Please format every line of the entries below as a numbered list, leaving out the blank lines.

## Material supplied
^^^^

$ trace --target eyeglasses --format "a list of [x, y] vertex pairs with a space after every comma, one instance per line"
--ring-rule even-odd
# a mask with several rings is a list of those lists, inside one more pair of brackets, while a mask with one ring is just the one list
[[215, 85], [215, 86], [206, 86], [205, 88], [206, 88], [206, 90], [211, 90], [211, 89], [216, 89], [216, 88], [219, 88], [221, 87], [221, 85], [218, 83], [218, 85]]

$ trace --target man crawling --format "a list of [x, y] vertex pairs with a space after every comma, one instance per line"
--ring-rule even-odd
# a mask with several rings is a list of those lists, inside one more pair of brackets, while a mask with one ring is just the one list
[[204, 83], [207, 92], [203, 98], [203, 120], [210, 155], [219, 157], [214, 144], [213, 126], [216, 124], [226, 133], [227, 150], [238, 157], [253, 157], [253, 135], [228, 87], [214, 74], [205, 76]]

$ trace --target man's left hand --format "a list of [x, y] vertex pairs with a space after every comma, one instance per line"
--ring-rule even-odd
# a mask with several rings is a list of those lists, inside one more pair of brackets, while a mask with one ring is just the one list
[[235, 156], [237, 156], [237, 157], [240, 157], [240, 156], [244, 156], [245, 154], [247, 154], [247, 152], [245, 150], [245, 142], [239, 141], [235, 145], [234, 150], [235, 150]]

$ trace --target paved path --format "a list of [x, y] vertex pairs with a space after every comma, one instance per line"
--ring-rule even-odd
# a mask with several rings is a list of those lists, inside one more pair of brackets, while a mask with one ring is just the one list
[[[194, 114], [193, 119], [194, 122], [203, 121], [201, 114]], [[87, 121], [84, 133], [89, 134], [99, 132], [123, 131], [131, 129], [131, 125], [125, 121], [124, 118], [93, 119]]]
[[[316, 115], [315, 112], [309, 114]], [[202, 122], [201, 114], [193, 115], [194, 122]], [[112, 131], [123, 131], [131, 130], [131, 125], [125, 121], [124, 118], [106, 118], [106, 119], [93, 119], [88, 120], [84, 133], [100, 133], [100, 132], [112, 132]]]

^^^^

## Completed task
1. $ trace --target eyeglasses --format "a list of [x, y] vertex pairs with a space after every comma, one instance per line"
2. --ring-rule even-odd
3. # a mask with several rings is a list of those lists, inside one more pair of brackets, while a mask with one ring is just the one list
4. [[215, 85], [215, 86], [206, 86], [205, 88], [206, 88], [206, 90], [211, 90], [211, 89], [216, 89], [216, 88], [219, 88], [221, 87], [221, 85], [218, 83], [218, 85]]
5. $ trace --target man crawling --format "a list of [x, y] vertex pairs with a space after every comma, one instance per line"
6. --ring-rule even-odd
7. # a mask with several rings is a list of those lists, inside one more pair of brackets, while a mask with one ring is just the one list
8. [[204, 83], [207, 92], [203, 98], [203, 120], [210, 155], [219, 157], [214, 144], [213, 126], [216, 124], [226, 133], [227, 150], [238, 157], [253, 157], [253, 135], [228, 87], [214, 74], [205, 76]]
9. $ trace --target man's left hand --format "a list of [x, y] vertex pairs with a space after every comma, one instance per line"
10. --ring-rule even-odd
11. # a mask with several rings is a list of those lists, inside one more pair of brackets, while a mask with one ring is just the one list
12. [[235, 156], [237, 156], [237, 157], [240, 157], [240, 156], [244, 156], [245, 154], [247, 154], [247, 152], [245, 150], [245, 142], [239, 141], [235, 145], [234, 150], [235, 150]]
13. $ trace --target paved path --format "a list of [x, y] vertex pairs with a space after every comma, one instance per line"
14. --ring-rule even-odd
15. # a mask with several rings is a list of those lists, inside one more pair of brackets, while a mask with one ring is just the one list
16. [[[194, 114], [193, 119], [194, 122], [203, 121], [201, 114]], [[87, 121], [84, 133], [89, 134], [99, 132], [123, 131], [131, 129], [131, 125], [125, 121], [124, 118], [93, 119]]]
17. [[[316, 115], [315, 112], [309, 114]], [[202, 122], [201, 114], [193, 115], [194, 122]], [[112, 131], [123, 131], [131, 130], [131, 125], [125, 121], [124, 118], [106, 118], [106, 119], [93, 119], [88, 120], [84, 133], [100, 133], [100, 132], [112, 132]]]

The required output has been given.